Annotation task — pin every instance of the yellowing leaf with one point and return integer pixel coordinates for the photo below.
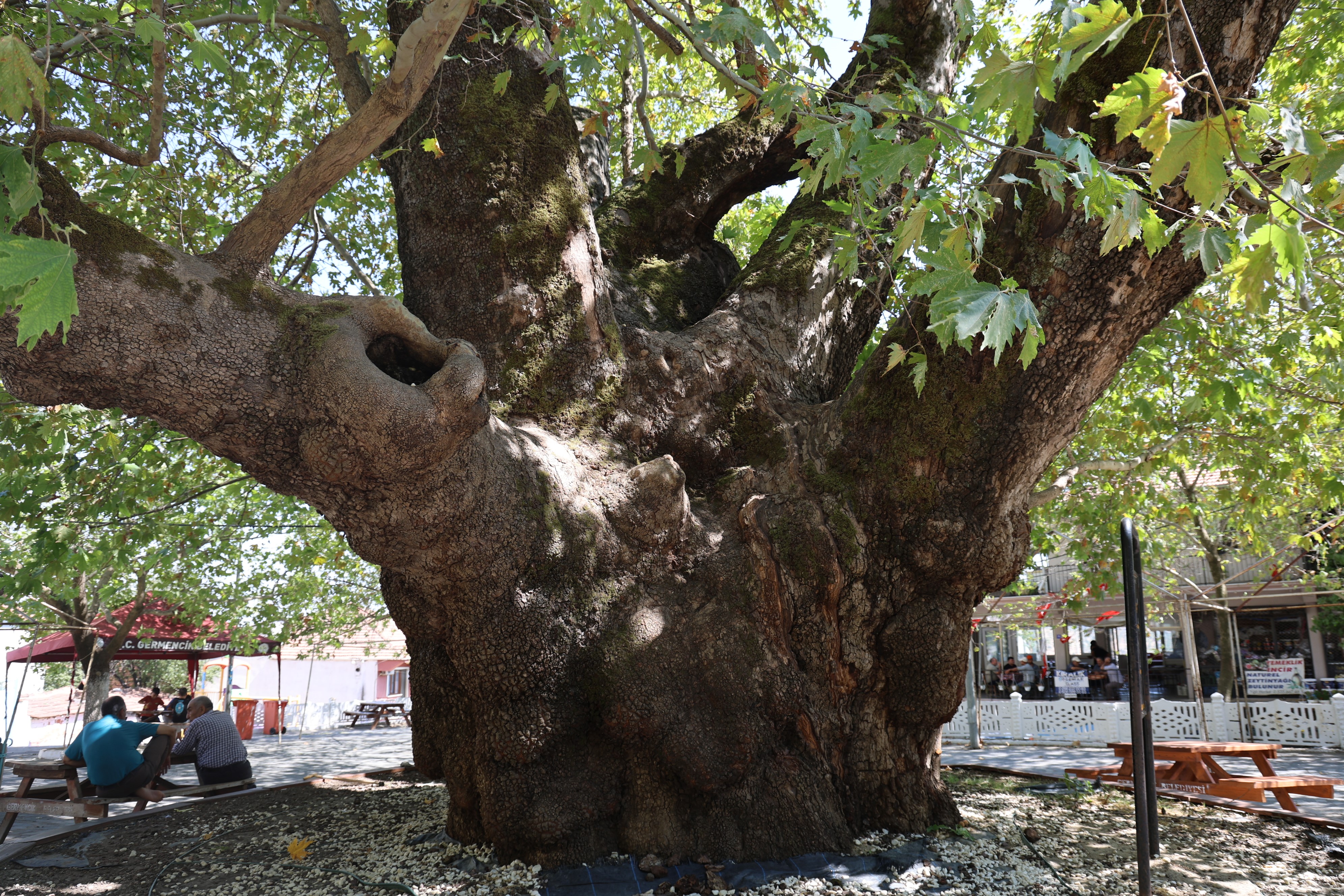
(1123, 225)
(957, 316)
(898, 354)
(37, 277)
(1155, 233)
(912, 231)
(1255, 276)
(1205, 146)
(1136, 100)
(1107, 25)
(22, 81)
(1008, 84)
(299, 848)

**THE TASK**
Everything above except the pictures must be restated exactly.

**COMPLETED EXERCISE**
Annotation task — pin every instance of the yellowing leaf with one point and return integer pixel coordinates for the photo below.
(1123, 225)
(957, 316)
(898, 354)
(37, 277)
(1155, 233)
(912, 231)
(1255, 276)
(1205, 146)
(1136, 100)
(1107, 25)
(22, 81)
(1008, 84)
(299, 848)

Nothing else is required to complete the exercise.